WORK TO COMPLETE: Gather every line in the items below that contains the word "coffee", and copy each of those lines in full. Only matches in the same upper or lower case count.

GIVEN RECORDS:
· · ·

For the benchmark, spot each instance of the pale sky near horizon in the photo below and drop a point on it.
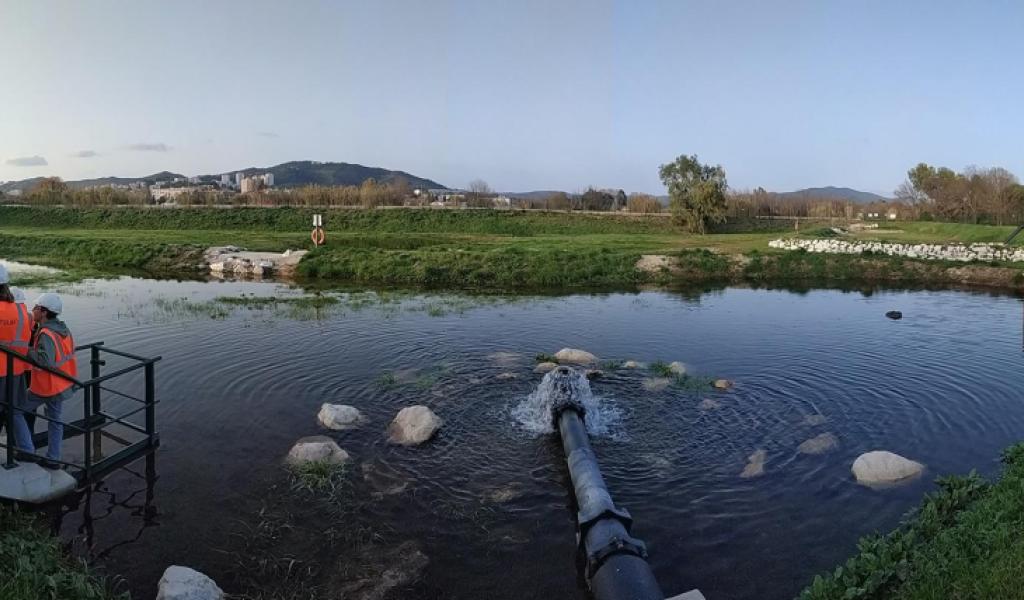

· · ·

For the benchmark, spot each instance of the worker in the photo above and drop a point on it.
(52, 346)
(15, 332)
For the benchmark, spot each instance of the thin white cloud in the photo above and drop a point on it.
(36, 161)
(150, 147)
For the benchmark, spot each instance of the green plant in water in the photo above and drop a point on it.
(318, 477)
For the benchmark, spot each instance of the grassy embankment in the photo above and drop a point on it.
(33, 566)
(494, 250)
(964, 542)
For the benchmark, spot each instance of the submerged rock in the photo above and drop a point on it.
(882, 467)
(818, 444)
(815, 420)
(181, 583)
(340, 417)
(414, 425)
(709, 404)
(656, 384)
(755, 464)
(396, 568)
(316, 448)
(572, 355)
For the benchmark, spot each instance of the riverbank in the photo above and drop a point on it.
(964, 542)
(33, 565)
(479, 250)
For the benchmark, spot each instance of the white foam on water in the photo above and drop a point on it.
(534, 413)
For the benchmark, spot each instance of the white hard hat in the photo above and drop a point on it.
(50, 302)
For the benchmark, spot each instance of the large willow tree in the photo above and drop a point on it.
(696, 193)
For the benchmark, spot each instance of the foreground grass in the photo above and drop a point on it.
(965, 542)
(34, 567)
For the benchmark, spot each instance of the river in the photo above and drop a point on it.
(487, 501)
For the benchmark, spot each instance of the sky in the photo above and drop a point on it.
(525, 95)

· · ·

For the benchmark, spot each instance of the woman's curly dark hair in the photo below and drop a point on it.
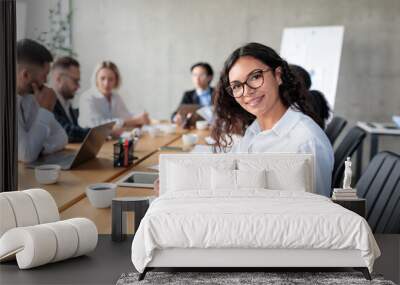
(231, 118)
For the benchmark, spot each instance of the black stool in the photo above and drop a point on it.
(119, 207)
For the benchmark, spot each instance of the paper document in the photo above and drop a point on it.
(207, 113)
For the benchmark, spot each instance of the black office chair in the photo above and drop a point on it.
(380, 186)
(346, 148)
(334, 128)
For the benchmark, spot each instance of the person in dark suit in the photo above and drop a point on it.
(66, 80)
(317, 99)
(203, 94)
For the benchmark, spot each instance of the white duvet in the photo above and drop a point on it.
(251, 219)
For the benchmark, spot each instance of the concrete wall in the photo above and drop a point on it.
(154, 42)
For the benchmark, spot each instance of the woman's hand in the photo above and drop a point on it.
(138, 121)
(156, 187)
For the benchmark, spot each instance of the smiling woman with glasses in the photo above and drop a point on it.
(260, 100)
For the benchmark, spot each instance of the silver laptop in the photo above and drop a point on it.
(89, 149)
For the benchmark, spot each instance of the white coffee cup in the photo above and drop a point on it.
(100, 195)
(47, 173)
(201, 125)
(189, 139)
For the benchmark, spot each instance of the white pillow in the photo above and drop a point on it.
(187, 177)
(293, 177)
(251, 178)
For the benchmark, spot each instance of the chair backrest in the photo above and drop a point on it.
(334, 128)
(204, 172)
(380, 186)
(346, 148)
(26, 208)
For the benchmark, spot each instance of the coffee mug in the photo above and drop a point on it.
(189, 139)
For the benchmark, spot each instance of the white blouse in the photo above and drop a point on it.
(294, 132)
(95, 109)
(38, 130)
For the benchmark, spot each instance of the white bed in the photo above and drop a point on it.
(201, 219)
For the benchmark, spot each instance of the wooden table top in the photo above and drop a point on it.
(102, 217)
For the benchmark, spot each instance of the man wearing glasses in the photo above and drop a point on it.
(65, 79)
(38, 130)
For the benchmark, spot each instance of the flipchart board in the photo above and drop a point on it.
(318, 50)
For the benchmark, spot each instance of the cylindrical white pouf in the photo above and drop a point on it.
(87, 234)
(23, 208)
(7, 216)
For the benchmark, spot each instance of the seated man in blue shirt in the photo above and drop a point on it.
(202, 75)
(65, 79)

· · ·

RESPONSE TO THE TASK:
For the benchmark, spot each instance of the white coffee cup in the photo above and drop a point on it.
For the benchmark, spot each instance of the coffee mug in the photo above and drop a point on it.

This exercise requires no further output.